• [Your assignment]: Return each entry exactly, omitting nothing.
========================================================================
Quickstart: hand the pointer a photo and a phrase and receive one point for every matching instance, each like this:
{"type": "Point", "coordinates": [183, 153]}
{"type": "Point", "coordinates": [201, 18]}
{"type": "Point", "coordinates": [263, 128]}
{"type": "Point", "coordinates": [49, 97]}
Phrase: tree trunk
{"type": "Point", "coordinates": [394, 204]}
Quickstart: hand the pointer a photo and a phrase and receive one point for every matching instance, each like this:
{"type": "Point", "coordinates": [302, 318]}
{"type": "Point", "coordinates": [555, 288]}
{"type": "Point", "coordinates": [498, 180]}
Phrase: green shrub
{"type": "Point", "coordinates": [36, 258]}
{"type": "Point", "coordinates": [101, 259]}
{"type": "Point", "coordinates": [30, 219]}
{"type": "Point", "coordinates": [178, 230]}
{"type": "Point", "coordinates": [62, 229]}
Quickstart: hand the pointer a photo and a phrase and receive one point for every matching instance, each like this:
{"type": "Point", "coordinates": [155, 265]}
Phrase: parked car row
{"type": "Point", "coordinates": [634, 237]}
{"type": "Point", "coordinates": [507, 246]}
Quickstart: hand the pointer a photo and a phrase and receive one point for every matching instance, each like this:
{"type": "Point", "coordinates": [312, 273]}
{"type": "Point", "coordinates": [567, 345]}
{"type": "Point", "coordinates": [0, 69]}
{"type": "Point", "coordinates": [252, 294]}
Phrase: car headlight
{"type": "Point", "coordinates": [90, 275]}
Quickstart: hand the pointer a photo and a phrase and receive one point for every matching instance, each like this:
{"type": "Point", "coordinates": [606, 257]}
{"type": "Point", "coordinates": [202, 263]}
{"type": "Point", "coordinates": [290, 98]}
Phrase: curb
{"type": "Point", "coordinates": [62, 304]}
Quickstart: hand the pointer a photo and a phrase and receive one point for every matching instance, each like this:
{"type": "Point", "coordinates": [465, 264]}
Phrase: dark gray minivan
========================================================================
• [Exercise solution]:
Quickstart: hand the pointer a photo and a phrase and receive one point for every matching instance, each like this:
{"type": "Point", "coordinates": [183, 153]}
{"type": "Point", "coordinates": [201, 18]}
{"type": "Point", "coordinates": [263, 128]}
{"type": "Point", "coordinates": [49, 97]}
Phrase: tree trunk
{"type": "Point", "coordinates": [394, 204]}
Quickstart: hand the pointer a photo and a phrase and receive one point for every matching instance, each like this:
{"type": "Point", "coordinates": [302, 318]}
{"type": "Point", "coordinates": [555, 288]}
{"type": "Point", "coordinates": [498, 180]}
Phrase: green shrub
{"type": "Point", "coordinates": [36, 258]}
{"type": "Point", "coordinates": [101, 259]}
{"type": "Point", "coordinates": [30, 219]}
{"type": "Point", "coordinates": [178, 230]}
{"type": "Point", "coordinates": [62, 229]}
Quickstart: hand the pointer a photo and a phrase and receive one point for every matching instance, each like this:
{"type": "Point", "coordinates": [155, 265]}
Phrase: parked car row
{"type": "Point", "coordinates": [634, 237]}
{"type": "Point", "coordinates": [507, 246]}
Quickstart: hand the pointer a photo and a phrase and receive one point for every matching instance, each like this:
{"type": "Point", "coordinates": [312, 273]}
{"type": "Point", "coordinates": [567, 345]}
{"type": "Point", "coordinates": [0, 69]}
{"type": "Point", "coordinates": [252, 294]}
Phrase: car headlight
{"type": "Point", "coordinates": [90, 275]}
Quickstart: hand the pointer a photo and a phrase and receive one point for every matching instance, each like this:
{"type": "Point", "coordinates": [606, 257]}
{"type": "Point", "coordinates": [202, 263]}
{"type": "Point", "coordinates": [290, 98]}
Phrase: curb
{"type": "Point", "coordinates": [62, 304]}
Quickstart: hand the pointer a photo and a phrase and receive one point for every matching instance, each like this:
{"type": "Point", "coordinates": [465, 264]}
Phrase: dark gray minivan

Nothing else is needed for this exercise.